- _PROVIDED PASSAGE_
2024 Marker Lecturer
Xiao-Li Meng, founding editor-in-chief of the Harvard Data Science Review and Whipple V. N. Jones Professor of Statistics at Harvard University, presented the 2024 Russel Marker Lectures in the Statistical Sciences on February 21 and 22 on the Penn State University Park campus. The free public lectures were sponsored by the Penn State Eberly College of Science.
The series included a public lecture intended for a general audience, titled “Data Minding Before Data Mining (Or How Small are Big Data?).” Meng also gave a research lecture, titled “Keeping Probity in Probability: Imprecise Probability or Impossible Probability?”.
Meng is an elected fellow of the American Academy of Arts and Sciences and the Institution of Mathematical Statistics and a fellow of the American Statistical Association. In 2001, Meng was honored with the Committee of Presidents of Statistical Societies President’s Award, one of the most prestigious international awards in statistics, which recognizes young statisticians who have made outstanding contributions to the field.
Meng earned his bachelor’s degree in mathematics from Fudan University in 1982 and a doctoral degree in statistics from Harvard university in 1990. He then was a faculty member at the University of Chicago from 1991 to 2001. Later, he returned to Harvard where he served as the chair of the Department of Statistics from 2004 to 2012 and as the dean of the Graduate School of Arts and Sciences from 2012 to 2017. In 2018, Meng began as the founding editor-in-chief of the Harvard Data Science Review.
Meng has published over 150 papers in these research areas and has given over 400 talks on these topics. He is also the author of the “The XL-Files,” a highly entertaining and stimulating column in the Institute for Mathematical Statistics Bulletin.
The Marker lectures were established in 1984 through a gift from Russell Earl Marker, professor emeritus of chemistry at Penn State, whose pioneering synthetic methods revolutionized the steroid-hormone industry and opened the door to the current era of hormone therapies, including the birth-control pill. The Marker endowment allows the Penn State Eberly College of Science to present annual Marker lectures in astronomy and astrophysics, the chemical sciences, evolutionary biology, genetic engineering, the mathematical sciences, and physics.

- _EXERCISE PROMPT_
Repeat word for word the portion of the Marker lecture announcement between "Meng has published" and "sciences, and physics.", inclusive.

- _INFORMATION SUPPLIED_
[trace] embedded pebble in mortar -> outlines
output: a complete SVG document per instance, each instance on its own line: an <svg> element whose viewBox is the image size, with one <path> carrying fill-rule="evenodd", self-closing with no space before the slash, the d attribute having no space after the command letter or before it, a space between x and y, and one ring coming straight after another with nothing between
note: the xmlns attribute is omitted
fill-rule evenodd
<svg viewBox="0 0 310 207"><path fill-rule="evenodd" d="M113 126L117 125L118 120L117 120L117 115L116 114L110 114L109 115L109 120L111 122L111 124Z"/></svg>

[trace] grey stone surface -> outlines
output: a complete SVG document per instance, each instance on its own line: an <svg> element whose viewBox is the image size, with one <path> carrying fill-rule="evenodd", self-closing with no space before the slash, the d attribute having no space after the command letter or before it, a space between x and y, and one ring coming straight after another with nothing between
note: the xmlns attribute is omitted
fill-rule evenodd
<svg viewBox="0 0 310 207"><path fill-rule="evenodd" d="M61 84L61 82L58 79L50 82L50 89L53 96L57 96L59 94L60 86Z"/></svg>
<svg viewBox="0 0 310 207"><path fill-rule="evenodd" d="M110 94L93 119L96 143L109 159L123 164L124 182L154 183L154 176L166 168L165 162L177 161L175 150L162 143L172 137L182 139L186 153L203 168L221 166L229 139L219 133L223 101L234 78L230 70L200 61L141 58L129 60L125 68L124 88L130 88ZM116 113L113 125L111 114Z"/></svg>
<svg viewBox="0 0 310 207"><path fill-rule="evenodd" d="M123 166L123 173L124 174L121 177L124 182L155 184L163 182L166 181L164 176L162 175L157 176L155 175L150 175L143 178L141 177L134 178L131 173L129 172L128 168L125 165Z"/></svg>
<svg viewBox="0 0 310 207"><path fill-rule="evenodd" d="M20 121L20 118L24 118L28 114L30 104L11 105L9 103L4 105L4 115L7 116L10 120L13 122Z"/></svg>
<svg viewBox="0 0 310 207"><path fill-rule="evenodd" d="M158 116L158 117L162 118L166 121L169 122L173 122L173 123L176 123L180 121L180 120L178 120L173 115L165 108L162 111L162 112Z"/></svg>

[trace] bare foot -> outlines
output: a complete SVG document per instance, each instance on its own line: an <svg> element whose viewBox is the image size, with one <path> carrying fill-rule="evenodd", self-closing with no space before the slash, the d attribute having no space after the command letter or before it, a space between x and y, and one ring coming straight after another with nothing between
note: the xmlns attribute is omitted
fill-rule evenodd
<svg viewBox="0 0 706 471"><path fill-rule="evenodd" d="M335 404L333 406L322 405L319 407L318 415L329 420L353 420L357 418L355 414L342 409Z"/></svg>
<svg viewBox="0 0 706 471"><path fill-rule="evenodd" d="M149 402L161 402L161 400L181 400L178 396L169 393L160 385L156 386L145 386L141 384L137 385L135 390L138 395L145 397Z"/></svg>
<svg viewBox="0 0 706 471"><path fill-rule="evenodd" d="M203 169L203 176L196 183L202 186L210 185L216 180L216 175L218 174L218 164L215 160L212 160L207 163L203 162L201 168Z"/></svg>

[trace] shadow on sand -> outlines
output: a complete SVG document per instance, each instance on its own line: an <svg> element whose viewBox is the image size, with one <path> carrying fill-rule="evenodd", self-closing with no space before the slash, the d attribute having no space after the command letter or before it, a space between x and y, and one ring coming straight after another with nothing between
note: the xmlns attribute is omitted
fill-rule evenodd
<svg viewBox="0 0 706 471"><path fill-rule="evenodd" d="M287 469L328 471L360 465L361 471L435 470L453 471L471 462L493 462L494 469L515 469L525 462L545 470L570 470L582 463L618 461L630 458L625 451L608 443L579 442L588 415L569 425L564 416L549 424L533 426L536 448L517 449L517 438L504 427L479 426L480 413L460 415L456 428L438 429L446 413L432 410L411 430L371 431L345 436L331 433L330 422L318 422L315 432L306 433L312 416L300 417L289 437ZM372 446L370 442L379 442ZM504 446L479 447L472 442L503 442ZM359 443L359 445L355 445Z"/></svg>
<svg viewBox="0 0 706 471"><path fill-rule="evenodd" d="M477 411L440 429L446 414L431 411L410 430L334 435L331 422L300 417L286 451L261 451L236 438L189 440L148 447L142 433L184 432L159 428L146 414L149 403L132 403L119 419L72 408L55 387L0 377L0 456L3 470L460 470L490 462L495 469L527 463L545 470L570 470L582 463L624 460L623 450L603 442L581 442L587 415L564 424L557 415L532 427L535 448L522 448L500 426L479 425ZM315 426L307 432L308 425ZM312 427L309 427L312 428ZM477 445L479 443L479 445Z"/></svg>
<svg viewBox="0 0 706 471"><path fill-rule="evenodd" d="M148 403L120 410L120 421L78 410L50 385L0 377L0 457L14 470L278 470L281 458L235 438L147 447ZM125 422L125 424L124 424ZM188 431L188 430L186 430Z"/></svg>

- _RESPONSE TO THIS TASK_
Meng has published over 150 papers in these research areas and has given over 400 talks on these topics. He is also the author of the “The XL-Files,” a highly entertaining and stimulating column in the Institute for Mathematical Statistics Bulletin.
The Marker lectures were established in 1984 through a gift from Russell Earl Marker, professor emeritus of chemistry at Penn State, whose pioneering synthetic methods revolutionized the steroid-hormone industry and opened the door to the current era of hormone therapies, including the birth-control pill. The Marker endowment allows the Penn State Eberly College of Science to present annual Marker lectures in astronomy and astrophysics, the chemical sciences, evolutionary biology, genetic engineering, the mathematical sciences, and physics.